*WHAT IS EXPECTED*
Copy out each of the entries below line for line, without changing anything.
++++++++++++++++++++
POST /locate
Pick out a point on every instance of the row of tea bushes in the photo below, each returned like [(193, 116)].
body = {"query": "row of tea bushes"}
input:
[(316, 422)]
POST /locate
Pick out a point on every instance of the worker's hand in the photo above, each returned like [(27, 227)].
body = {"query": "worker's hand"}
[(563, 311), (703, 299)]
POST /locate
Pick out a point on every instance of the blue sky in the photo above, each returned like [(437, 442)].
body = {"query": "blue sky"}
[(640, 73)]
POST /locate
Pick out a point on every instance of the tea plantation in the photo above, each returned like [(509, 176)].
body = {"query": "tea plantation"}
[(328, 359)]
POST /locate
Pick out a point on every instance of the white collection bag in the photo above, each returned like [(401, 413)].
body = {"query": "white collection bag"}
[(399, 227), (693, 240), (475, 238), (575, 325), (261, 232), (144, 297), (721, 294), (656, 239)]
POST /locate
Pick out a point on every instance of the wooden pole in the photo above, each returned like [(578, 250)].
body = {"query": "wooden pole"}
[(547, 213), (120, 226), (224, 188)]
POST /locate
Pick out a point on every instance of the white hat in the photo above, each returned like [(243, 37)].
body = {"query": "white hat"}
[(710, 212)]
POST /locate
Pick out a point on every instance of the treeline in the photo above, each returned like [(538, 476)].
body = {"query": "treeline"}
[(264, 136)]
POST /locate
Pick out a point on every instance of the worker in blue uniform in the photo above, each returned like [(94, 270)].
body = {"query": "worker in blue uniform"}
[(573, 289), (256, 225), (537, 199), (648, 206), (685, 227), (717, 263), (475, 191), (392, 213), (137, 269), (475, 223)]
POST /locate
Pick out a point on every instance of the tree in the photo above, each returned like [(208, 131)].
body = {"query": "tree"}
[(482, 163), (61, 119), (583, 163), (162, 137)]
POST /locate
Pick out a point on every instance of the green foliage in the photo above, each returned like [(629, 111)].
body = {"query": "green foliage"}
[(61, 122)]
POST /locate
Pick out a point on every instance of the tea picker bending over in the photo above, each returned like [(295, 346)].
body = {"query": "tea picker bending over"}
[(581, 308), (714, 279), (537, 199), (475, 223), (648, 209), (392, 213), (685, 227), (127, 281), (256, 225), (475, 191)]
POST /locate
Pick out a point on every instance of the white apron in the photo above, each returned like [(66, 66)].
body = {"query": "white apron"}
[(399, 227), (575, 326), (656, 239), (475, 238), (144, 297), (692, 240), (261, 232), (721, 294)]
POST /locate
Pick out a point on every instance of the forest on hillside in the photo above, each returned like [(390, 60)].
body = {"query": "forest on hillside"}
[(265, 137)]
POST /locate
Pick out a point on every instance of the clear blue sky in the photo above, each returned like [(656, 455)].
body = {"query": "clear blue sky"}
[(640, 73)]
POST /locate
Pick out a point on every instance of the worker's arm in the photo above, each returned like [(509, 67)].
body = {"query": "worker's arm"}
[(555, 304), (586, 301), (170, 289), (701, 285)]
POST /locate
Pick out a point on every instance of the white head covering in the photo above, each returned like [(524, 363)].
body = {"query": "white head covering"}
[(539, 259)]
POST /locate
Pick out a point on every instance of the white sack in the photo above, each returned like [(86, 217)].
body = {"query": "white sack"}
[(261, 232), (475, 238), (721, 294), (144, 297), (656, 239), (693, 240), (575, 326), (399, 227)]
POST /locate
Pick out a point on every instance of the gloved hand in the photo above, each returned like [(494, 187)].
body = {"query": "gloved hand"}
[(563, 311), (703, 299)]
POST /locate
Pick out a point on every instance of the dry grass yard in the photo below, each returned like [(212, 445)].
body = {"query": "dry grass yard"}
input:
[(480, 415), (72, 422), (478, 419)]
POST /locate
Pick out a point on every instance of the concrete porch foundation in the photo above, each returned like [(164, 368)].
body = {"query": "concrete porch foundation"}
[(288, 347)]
++++++++++++++++++++
*TASK RESPONSE*
POST /locate
Pick out a point on every instance of the row of tea bushes in the photo below, each returned like [(193, 116)].
body = {"query": "row of tea bushes"}
input:
[(316, 422)]
POST /locate
Pick out a point on every instance of the worker's hand in the photo above, each returned like [(27, 227)].
body = {"query": "worker's hand"}
[(563, 311), (703, 299)]
POST /locate
Pick out a point on every instance of the blue sky in the photo above, each returned like [(437, 442)].
body = {"query": "blue sky"}
[(640, 73)]
POST /locate
Pick out a point on every instance of the tea plantation in the photo above, each returned like [(509, 176)].
body = {"query": "tea plantation"}
[(328, 359)]
POST /locate
Pick out a point on every instance of the white collection bag in the photo above, each returned like [(401, 413)].
body = {"query": "white collection bag"}
[(399, 227), (693, 240), (475, 238), (575, 325), (261, 232), (144, 297), (721, 294), (656, 239)]
POST /locate
Pick out a point on every instance of the wooden pole in the photo above, each returned like [(578, 250)].
body = {"query": "wooden pole"}
[(547, 213), (120, 226), (224, 188)]
POST /locate
Pick out a point on every instance of the white hat in the photo above, each returned like [(243, 37)].
body = {"query": "white hat"}
[(710, 212)]
POST /locate
Pick out a point on every instance of the treeline in the photo above, each returned like [(538, 476)].
body = {"query": "treeline"}
[(264, 136)]
POST /locate
Pick out a point on every instance of the worker in blue uniform in the photo above, each returned like [(94, 270)].
body = {"query": "worker in blue uniform"}
[(573, 289), (256, 225), (537, 199), (648, 206), (685, 227), (717, 263), (475, 191), (392, 213), (137, 269), (475, 223)]
POST /locate
Pick out a point on every instance of the tree in the photo above, each returned like [(208, 131)].
body = {"query": "tree"}
[(482, 163), (61, 119), (583, 163), (162, 137)]
POST /locate
Pick out a point on every instance of the green foliage in the photo above, each returned like [(629, 111)].
body = {"query": "green foliage"}
[(61, 122)]
POST /locate
Pick out a point on every instance of the tea picker bending over in the photo above, each returned like [(295, 346)].
body = {"query": "tea picker bending over"}
[(581, 308), (714, 279), (537, 199), (475, 223), (648, 209), (392, 213), (685, 227), (127, 281), (256, 225), (475, 191)]
POST /locate
Pick out a point on every instance of the white apron in the photo above, each returned like [(66, 66)].
body = {"query": "white apron"}
[(399, 227), (575, 326), (656, 239), (475, 238), (144, 297), (692, 240), (261, 232), (721, 294)]
POST /locate
Pick out a point on every instance of the forest on hillside in the photo above, each returned like [(390, 60)].
body = {"query": "forest on hillside"}
[(265, 137)]
POST /locate
Pick out a point on every instance of the clear blue sky in the photo above, each returned like [(656, 455)].
body = {"query": "clear blue sky"}
[(640, 73)]
POST /locate
Pick out a point on every instance of the worker's arm in the photo above, each returned like [(509, 67)].
body = {"query": "worker's arm"}
[(555, 304), (586, 301), (170, 289), (701, 285)]
POST /locate
Pick out a point on every instance of the white head covering in the photo above, each returned like [(524, 363)].
body = {"query": "white head covering"}
[(539, 259)]
POST /locate
Pick out a point on every instance of the white sack in the photo above, each returned like [(86, 217)].
body = {"query": "white sack"}
[(261, 232), (475, 238), (721, 294), (144, 297), (656, 239), (693, 240), (575, 326), (399, 227)]
POST /locate
Pick out a point on every instance of the gloved hand in the photo above, each returned like [(494, 187)].
body = {"query": "gloved hand"}
[(563, 311), (703, 299)]
POST /locate
Pick out a point on every instance of the dry grass yard in the photo below, each returned like [(212, 445)].
body = {"query": "dry grass yard"}
input:
[(480, 415), (72, 422), (478, 419)]
POST /locate
Pick out a point on every instance of the concrete porch foundation in the photo above, each returned like [(164, 368)].
body = {"query": "concrete porch foundation"}
[(288, 347)]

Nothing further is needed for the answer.